→ **What is required**
Identify each line in the records below that contains the word "water", and copy it.

Segment Start: Material supplied

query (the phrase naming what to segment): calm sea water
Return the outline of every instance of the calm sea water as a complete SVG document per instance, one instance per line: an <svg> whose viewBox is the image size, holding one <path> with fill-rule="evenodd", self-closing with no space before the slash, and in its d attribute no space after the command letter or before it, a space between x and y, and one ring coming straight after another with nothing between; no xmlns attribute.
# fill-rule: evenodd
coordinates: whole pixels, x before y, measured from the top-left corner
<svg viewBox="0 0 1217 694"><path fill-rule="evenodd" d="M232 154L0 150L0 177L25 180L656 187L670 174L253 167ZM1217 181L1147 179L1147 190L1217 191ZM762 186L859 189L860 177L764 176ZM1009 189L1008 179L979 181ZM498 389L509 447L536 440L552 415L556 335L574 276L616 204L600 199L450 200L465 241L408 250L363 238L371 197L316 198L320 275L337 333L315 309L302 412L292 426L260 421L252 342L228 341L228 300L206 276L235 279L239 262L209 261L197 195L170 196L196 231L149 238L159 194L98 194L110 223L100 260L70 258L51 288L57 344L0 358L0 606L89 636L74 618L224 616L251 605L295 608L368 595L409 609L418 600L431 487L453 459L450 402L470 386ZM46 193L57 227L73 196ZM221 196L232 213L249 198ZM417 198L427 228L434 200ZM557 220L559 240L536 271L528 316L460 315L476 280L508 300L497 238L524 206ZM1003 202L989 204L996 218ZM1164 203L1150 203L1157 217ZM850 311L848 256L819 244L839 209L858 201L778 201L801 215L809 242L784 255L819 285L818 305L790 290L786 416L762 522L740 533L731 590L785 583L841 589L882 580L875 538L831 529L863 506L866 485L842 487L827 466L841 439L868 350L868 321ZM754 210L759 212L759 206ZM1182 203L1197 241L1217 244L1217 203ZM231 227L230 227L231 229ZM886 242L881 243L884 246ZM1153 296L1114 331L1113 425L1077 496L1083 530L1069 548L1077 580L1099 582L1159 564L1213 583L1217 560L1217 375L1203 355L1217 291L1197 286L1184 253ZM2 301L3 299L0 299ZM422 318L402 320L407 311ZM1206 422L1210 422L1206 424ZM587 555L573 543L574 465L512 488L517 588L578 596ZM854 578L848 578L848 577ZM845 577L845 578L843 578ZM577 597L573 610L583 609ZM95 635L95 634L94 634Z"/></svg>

Segment End: Material supplied

→ **Exercise output**
query (the phrase naming what to segment): calm sea water
Return the outline of every instance of the calm sea water as a complete SVG document per instance, one instance per line: an <svg> whose viewBox is the image size, holding one <path> with fill-rule="evenodd", self-closing with no space before the slash, and in its d attribute no space after the command letter or before it, a space between x and y, and one ring coming straight after another with nothing between; no xmlns attribute.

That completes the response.